▸ **YOUR INSTRUCTIONS**: Put each line of the entries below into a JSON list of strings, one string per line and no blank lines, from the line with "of the vertical" up to and including the last line of the entries.

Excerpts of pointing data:
:::::

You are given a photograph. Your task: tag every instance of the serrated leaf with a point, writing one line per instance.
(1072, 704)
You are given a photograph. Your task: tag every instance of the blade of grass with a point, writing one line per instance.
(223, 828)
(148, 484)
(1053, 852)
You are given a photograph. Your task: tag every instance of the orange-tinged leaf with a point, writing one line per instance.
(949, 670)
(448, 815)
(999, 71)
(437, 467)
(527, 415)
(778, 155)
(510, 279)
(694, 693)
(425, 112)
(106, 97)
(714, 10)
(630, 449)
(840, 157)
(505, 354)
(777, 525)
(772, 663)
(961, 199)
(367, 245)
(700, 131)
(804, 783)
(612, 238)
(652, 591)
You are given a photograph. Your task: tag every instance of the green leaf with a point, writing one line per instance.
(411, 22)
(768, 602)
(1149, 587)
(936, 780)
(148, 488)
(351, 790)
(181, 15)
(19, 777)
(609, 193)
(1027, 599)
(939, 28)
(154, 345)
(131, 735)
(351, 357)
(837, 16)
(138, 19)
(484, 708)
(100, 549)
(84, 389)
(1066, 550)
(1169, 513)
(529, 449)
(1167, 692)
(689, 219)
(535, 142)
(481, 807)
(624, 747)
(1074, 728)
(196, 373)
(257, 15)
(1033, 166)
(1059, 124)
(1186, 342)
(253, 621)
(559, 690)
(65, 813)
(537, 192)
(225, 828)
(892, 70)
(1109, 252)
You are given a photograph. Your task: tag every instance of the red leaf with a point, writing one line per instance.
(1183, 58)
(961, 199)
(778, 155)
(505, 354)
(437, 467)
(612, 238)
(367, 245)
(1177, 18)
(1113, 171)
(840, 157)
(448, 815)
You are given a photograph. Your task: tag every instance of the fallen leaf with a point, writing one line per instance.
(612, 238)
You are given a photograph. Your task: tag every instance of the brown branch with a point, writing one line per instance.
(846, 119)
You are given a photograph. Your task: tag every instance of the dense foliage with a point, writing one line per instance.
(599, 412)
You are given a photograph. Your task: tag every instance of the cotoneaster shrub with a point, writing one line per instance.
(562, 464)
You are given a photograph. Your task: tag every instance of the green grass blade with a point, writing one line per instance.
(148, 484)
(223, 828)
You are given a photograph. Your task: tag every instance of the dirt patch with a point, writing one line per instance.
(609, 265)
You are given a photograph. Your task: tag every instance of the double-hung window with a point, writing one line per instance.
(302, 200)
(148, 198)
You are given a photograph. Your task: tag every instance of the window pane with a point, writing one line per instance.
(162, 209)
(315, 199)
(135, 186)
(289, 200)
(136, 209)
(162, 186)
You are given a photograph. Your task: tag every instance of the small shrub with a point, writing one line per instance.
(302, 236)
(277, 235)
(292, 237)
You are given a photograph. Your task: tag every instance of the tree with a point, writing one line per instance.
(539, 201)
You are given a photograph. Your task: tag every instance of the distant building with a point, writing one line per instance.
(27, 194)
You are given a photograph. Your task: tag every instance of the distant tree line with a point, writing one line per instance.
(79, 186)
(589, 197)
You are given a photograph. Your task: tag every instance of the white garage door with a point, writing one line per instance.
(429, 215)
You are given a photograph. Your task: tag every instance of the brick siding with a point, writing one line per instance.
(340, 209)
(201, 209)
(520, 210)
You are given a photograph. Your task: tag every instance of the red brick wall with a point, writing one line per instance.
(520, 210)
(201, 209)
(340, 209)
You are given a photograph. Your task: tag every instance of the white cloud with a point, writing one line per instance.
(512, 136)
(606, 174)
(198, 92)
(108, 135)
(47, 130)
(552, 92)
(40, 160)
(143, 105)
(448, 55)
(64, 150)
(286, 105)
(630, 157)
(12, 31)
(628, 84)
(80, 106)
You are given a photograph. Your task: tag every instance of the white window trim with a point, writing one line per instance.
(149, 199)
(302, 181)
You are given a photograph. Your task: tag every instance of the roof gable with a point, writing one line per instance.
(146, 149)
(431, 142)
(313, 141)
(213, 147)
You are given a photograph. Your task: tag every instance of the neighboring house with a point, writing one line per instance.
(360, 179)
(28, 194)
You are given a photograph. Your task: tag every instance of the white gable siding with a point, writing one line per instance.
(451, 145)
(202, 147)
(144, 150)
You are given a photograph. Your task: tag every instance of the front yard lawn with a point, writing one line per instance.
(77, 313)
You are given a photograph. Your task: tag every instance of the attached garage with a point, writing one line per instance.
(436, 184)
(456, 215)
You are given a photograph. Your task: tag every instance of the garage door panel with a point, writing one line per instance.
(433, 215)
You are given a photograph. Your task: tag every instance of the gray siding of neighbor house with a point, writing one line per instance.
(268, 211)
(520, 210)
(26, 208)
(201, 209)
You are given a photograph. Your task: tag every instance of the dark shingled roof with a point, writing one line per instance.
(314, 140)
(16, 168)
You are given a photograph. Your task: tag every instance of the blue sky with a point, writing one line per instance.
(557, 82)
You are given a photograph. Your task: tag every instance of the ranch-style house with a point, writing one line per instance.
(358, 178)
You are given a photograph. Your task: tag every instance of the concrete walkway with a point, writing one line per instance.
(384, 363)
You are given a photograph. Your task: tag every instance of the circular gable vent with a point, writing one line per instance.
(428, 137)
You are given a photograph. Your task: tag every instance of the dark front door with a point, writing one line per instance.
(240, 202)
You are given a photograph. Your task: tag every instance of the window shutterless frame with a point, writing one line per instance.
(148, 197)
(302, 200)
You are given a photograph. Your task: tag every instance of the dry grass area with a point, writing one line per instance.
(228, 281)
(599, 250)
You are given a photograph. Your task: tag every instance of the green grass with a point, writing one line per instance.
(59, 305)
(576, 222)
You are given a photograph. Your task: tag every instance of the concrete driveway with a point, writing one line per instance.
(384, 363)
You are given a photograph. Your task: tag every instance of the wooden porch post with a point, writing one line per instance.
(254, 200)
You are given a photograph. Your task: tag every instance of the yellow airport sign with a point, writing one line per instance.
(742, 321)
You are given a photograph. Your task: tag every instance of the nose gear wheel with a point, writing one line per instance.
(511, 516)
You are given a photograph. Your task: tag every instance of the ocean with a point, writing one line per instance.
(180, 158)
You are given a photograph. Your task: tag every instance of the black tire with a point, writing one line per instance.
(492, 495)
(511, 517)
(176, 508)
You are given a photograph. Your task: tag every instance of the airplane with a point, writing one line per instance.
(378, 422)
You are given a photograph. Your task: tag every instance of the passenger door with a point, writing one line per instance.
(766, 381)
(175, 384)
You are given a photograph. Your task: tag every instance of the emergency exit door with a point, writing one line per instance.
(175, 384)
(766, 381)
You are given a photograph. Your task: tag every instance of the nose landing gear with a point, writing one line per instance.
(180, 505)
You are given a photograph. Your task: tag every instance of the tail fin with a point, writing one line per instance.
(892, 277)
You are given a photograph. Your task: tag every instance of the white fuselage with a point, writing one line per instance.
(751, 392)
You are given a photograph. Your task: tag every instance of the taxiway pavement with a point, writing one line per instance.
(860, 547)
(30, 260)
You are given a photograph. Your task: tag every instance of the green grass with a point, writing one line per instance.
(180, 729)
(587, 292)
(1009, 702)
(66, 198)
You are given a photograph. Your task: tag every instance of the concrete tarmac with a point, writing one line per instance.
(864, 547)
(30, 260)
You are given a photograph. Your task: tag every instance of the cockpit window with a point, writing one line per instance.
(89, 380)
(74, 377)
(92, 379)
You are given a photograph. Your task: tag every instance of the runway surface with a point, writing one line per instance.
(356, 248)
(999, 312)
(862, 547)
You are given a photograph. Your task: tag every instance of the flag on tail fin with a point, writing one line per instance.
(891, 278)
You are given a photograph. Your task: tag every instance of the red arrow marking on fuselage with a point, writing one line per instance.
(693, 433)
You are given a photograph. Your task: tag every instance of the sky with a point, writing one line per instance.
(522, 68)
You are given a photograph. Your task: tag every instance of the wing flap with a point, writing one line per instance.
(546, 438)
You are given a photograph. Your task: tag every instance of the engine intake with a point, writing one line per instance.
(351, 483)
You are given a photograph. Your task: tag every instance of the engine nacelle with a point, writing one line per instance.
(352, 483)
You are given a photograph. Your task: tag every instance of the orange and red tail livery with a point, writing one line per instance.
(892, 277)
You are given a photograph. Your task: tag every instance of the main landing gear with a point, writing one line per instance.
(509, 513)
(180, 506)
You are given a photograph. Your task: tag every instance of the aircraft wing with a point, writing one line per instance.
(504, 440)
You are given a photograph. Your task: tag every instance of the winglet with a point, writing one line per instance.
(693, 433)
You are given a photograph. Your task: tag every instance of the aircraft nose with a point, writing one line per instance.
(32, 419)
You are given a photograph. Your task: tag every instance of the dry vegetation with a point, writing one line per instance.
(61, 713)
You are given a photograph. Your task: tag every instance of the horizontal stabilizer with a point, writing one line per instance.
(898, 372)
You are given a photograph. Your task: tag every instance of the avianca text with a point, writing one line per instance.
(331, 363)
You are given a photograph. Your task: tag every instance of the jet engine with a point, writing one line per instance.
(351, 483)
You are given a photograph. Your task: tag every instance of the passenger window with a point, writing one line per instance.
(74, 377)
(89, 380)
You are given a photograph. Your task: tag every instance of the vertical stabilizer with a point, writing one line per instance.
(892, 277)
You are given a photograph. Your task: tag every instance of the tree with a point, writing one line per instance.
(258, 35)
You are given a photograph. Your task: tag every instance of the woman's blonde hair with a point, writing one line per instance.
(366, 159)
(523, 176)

:::::

▸ **TASK RESPONSE**:
[
  "You are given a photograph. Your task: tag every instance of the vertical stabilizer with a point, writing one line per instance.",
  "(892, 277)",
  "You are given a photograph. Your task: tag every instance of the tree with a point, writing one line per instance.",
  "(258, 35)",
  "You are given a photograph. Your task: tag every instance of the woman's blonde hair with a point, writing one line per instance.",
  "(366, 159)",
  "(523, 176)"
]